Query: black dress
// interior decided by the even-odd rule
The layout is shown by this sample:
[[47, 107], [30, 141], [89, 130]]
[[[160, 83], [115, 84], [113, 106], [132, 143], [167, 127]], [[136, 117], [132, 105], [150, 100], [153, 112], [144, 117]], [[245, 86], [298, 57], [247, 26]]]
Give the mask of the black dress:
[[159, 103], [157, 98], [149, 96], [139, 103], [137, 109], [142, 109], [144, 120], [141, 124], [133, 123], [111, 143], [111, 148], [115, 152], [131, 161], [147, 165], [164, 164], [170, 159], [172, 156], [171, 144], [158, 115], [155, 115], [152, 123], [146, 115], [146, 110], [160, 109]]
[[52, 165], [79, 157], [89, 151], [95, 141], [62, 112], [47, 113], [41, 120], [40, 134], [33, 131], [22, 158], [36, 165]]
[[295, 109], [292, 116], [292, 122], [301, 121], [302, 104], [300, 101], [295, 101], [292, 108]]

====================

▶ **What to do**
Put the listing into a numbered list, starting at its first line and ending at the line that contains "158], [36, 165]]", with both ends included and any blank lines omitted.

▶ **Solution for this exercise**
1. Query: black dress
2. // interior decided by the even-odd rule
3. The layout is shown by this sample:
4. [[47, 107], [30, 141], [89, 130]]
5. [[[160, 83], [115, 84], [113, 106], [132, 143], [167, 127]], [[136, 117], [132, 105], [150, 100], [153, 112], [144, 117]], [[245, 86], [298, 57], [247, 26]]]
6. Give the mask of the black dress:
7. [[159, 103], [157, 98], [149, 96], [139, 103], [137, 109], [142, 109], [144, 120], [141, 124], [133, 123], [111, 143], [111, 148], [115, 152], [131, 161], [147, 165], [164, 164], [170, 159], [172, 156], [171, 144], [158, 115], [155, 115], [152, 123], [146, 115], [146, 110], [160, 109]]
8. [[52, 165], [79, 157], [89, 151], [95, 141], [62, 112], [47, 113], [41, 120], [40, 134], [33, 131], [22, 158], [36, 165]]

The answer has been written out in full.